Task brief:
Write the next part of the passage about fears that artificial intelligence poses an existential risk, picking up after its final paragraph.

Passage:
++++++++++
Stephen Hawking, Bill Gates, Elon Musk, among others, think so. Musk even went a step further by donating US$10 million to the Future of Life Foundation, which is dedicated to making sure AI remains people-friendly. Simply put, they believe that if our machines equipped with Artificial Intelligence get too smart, it’s game over for the human race unless appropriate safety measures are built into the systems.

The Curious Case for ‘Existential Risk’

Doomsday declarations always make for good press. Hollywood sci-fi screenwriters love to narrate the dystopian fears of the future that face this existential risk where very bad things can happen in the near future to exterminate the human race as a result of technology gone bad.

In the 1820s, when world population was only a billion, Thomas Malthus, a leading economist in that period, predicted, “…nine parts in ten of the whole race of mankind were condemned to lives of abject poverty and grinding toil”. In 1894, a London Times columnist predicted that by 1950, London would get buried under nine feet manure.

History is littered with stories of doomsayers who have come and gone only to return with their shock and awe theories – to get it right at least once. The world, however, has neither outgrown its ability to feed itself nor has it pushed itself to the brink. In fact, for the past two centuries, we have been flooded with stories of human progress through continued strive for freedom and communication to get the test of time under control.
++++++++++
Data provided:
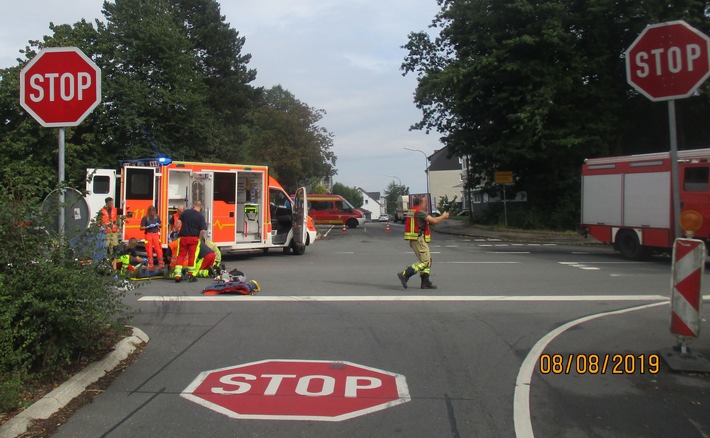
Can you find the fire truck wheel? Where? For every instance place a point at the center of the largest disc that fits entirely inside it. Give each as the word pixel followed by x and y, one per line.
pixel 629 246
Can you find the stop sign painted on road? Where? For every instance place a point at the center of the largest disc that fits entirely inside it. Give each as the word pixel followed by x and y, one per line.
pixel 60 86
pixel 668 61
pixel 298 390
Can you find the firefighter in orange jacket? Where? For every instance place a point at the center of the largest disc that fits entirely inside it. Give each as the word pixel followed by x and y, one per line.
pixel 109 223
pixel 416 231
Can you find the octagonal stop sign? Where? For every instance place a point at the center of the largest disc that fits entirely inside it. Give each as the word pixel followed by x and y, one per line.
pixel 60 86
pixel 297 390
pixel 668 61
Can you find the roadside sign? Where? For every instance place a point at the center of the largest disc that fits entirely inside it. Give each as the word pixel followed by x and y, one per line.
pixel 503 177
pixel 668 61
pixel 60 86
pixel 315 390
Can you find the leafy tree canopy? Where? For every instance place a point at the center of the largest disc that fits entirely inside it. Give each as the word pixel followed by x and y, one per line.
pixel 534 87
pixel 175 80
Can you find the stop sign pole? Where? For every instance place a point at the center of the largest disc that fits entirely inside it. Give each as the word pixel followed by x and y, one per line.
pixel 669 61
pixel 59 87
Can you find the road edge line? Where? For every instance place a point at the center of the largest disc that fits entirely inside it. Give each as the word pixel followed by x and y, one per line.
pixel 521 399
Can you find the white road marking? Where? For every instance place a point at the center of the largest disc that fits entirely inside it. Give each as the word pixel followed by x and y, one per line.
pixel 475 263
pixel 398 298
pixel 521 399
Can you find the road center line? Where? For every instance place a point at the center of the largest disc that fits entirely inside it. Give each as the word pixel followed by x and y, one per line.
pixel 396 298
pixel 521 399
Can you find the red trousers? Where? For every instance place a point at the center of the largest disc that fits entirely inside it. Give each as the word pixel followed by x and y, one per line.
pixel 152 240
pixel 208 261
pixel 188 246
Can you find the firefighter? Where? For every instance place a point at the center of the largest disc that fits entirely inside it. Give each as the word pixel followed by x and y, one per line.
pixel 207 259
pixel 416 231
pixel 192 231
pixel 109 223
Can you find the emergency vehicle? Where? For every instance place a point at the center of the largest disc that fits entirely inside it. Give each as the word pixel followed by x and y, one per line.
pixel 627 201
pixel 245 208
pixel 334 210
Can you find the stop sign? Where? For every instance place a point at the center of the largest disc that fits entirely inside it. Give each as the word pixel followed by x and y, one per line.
pixel 668 61
pixel 60 86
pixel 297 390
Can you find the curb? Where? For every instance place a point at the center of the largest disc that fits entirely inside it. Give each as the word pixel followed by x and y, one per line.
pixel 67 391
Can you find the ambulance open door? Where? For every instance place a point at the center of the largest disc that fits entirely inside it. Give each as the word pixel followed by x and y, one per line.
pixel 139 193
pixel 300 225
pixel 201 189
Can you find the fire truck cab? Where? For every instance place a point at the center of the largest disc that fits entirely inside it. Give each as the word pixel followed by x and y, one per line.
pixel 245 209
pixel 628 201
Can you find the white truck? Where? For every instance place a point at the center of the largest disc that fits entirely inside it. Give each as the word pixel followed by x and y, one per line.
pixel 627 200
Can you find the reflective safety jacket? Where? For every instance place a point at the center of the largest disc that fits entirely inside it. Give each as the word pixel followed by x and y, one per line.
pixel 109 221
pixel 411 226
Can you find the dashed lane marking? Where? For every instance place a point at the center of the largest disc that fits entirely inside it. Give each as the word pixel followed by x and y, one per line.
pixel 402 298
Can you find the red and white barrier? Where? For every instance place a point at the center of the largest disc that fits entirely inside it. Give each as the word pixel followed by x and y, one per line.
pixel 686 296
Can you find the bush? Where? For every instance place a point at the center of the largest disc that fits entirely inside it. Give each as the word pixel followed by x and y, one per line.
pixel 54 307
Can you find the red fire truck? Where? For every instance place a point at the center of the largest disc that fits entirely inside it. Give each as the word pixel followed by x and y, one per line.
pixel 628 201
pixel 245 208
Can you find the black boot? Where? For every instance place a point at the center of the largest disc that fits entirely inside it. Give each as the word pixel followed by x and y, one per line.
pixel 426 283
pixel 404 275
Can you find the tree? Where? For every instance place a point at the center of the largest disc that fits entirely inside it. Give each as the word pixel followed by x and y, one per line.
pixel 175 81
pixel 284 134
pixel 392 193
pixel 536 87
pixel 351 194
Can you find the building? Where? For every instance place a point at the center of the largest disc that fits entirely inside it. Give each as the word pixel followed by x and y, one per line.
pixel 445 177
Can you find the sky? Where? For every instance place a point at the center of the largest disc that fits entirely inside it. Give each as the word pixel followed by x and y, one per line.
++++++++++
The answer:
That said, dismissing the apprehensions of three of the world’s most intelligent people as “fear mongering” or a “figment of their imagination” could prove to be juvenile antics. Existential risk does exist, but that threat would have more to do with human arrogance than smart machines.

For the latest apocalypse cult, the biggest fallacy lies in its assumption that machines would evolve to be much smarter than humans and eventually turn something of a sadist psychopath hell bent on exterminating the very race (now a misfit in the scheme of things) that created them. In this light, let’s analyze what they are factoring in and, more importantly, what they are missing!

It’s Not “We” Versus “They”…

…in fact, we are they! As John Havens, the author of Heartificial Intelligence, succinctly puts it, “Since humans are programming the code for AI, this essentially means we have to codify our own values before programming them”.

The probability of the emergence of an intelligent system that could combine the power of computational algorithms with the wisdom and creativity of humans is much higher than the emergence of a rogue machine that sets out to exterminate the human race.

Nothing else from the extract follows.